Jobs:
**1.** In the essay on doctoral students' jobs outside their departments, translate this sentence into Spanish: "I went to graduate school desiring a faculty position at a teaching-focused institution like my own undergraduate institution."
**2.** Carry on the essay about Ph.D. holders' jobs outside their departments, starting right after its final sentence.

Document extract:
____________

For example, the report encourages us to say “job markets” rather than “the job market,” “pathways beyond the professoriate” rather than “alternative careers” and so on. In the spirit of expanding this important conversation about changing the discourse on career diversity, I’d like to make a case that you refer to any job experience you gain outside your department as something other than a “side gig.”

Let me explain my concern about this particular phrase. In my role, I regularly facilitate career panels and convenings related to career diversity for doctoral students. After more than five years in my role, I’ve hosted hundreds of Ph.D. professionals working in diverse careers -- industry, government, nonprofit, higher education and more -- for conversations about career trajectories and career advice for doctoral students. In those conversations, a clear pattern emerges from the many professionals who come back to talk with our graduate students. I estimate that over 90 percent of those folks refer to a part-time position outside their department that they had during graduate school that later became pivotal in their trajectory to their first post-Ph.D. position.

My own story illustrates this trend well. I went to graduate school desiring a faculty position at a teaching-focused institution like my own undergraduate institution. My interests in pedagogy were fed most deeply outside my home department at my campus teaching and learning center. Being a teaching and learning center geek, I applied to and secured a part-time paid position at the center. Through that part-time position, I served as an instructional consultant to other graduate students, facilitated workshops related to teaching and attended and co-presented at the national conference for educational development. I connected with an amazing mentor who led the graduate student instructional consultant group, introduced me to key people in her own network and advocated for me to get connected to strategic projects at the teaching center.

All that resulted in deep relationships, both locally and nationally, with educational developers and a shift in my career interests. When I shared with my university’s teaching center director that I was interested in educational development careers, she knew the value I would bring and advocated for funds to hire me as a postdoctoral fellow. Within less than a year of starting the postdoctoral fellow position, a full-time position opened up, which I landed. This job outcome was easily traced back to my part-time job experience at the teaching and learning center during my graduate career.

Validating the Full Spectrum of Professional Experiences

My story is like hundreds of others I have heard from Ph.D. professionals who present to our students. They cite the jobs they held -- paid and unpaid -- in libraries, museums, public radio stations, language resource centers, service learning centers, archives, community foundations, graduate employee unions, career centers, multicultural organizations, publishing houses and many more organizations on and off the campus as helping to land them their first positions after the Ph.D. Those professionals have reported that they took on such jobs for a range of reasons, including financial necessity, intellectual interests, value commitments, desire to engage in their communities and/or the need for social connections outside the department. Regardless of the motivations behind why doctoral students pursued “side gigs,” those job experiences proved to be crucial for helping many folks to see how their scholarly skills translated to new settings, to develop new skills and to expand their professional networks.

____________

Material provided:

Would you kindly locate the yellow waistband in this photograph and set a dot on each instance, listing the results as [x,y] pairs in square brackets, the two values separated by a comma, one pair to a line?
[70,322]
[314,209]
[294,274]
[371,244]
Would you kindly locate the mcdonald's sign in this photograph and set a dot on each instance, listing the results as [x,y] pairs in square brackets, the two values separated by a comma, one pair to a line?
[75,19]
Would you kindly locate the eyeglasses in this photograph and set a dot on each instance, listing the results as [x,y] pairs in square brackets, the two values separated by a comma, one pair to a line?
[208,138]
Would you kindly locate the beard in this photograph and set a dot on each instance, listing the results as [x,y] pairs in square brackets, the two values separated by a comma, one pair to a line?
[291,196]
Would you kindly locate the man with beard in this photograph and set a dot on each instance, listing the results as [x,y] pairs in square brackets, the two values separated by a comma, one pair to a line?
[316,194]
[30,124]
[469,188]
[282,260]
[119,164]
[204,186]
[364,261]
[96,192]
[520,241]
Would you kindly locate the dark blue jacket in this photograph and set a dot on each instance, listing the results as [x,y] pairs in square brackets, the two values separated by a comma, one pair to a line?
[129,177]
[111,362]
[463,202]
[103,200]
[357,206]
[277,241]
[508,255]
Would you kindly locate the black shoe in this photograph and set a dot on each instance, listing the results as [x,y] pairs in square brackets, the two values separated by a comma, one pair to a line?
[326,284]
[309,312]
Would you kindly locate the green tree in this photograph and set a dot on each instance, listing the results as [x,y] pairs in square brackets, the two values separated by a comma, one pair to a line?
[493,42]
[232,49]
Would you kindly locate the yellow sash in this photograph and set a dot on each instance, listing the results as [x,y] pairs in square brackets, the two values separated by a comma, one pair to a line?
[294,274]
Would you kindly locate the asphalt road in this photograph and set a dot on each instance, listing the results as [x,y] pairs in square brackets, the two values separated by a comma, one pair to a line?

____________

Responses to the exercise:
**1.** Ingresé a los estudios de posgrado con el deseo de obtener un puesto en el cuerpo docente de una institución centrada en la enseñanza, como la institución donde hice mis estudios de grado.

**2.**
And this is not just about jobs beyond the professoriate. As is so often the case, skills and experiences that help Ph.D.s succeed outside academe are also vital for faculty careers. For example, other graduate students who worked at the teaching and learning center alongside me reported how valuable this experience was in marketing themselves for faculty roles at teaching-focused institutions. Liberal arts colleges and community colleges look for evidence of teaching commitment when making a hiring decision, and a part-time position at one’s campus teaching and learning center is a clear demonstration of a scholar’s deep commitment to pedagogy and student learning.

Yet despite how critical to securing employment after the Ph.D. these part-time positions are, I almost invariably hear current students refer to such experiences as “side gigs” or “side hustles.” The terms “alternative careers” or “backup options” imply that careers beyond the professoriate are somehow less worthy than faculty positions; similarly, referring to jobs outside your home department during graduate school as “side gigs” makes them sound less important than the valuable experiences you gain in your department as a research or teaching assistant. I realize that we regularly hear about the “gig economy” these days, but notice that the terminology is not “side gig economy.” The term “gig economy” emerged after the 2008-09 financial crisis to refer to the increase in contract-based and project-based labor during a long period of unemployment and underemployment. As the many career trajectory narratives that I have heard demonstrate, such contract-based and project-based job experiences are both intellectually engaging and key to many doctoral students securing their first positions post-Ph.D.

Therefore, even if you pursued work purely out of financial necessity during graduate school, let me suggest that you say “job experience” instead of “side gig” when talking about the work you do outside your home department. This is not just about validating such important professional experiences, although we should, in fact, validate the full spectrum of professional experiences you gain within and beyond your department during your graduate education. This language shift is also critical in your job search. In job interviews, if you respond to questions about your qualifications for a position by talking about your “side gig” during graduate school, I assure you that your interviewers will hear this as dismissive and a confirmation that you’re not the right candidate for the job.

For example, at a recent Ph.D. alumni conference held by the University of Michigan’s history department, Jamie Hart recalled that when she applied to her first position in government consulting post-Ph.D., she was bluntly asked whether she was genuinely interested in that position or was just “a historian who can’t get a job.” She cited her part-time job experience during graduate school in instructional consulting as evidence that she was sincerely interested in and qualified for a consulting job. She noted that how she talked about that part-time job experience and marketed herself was strategic -- and ultimately landed her the position.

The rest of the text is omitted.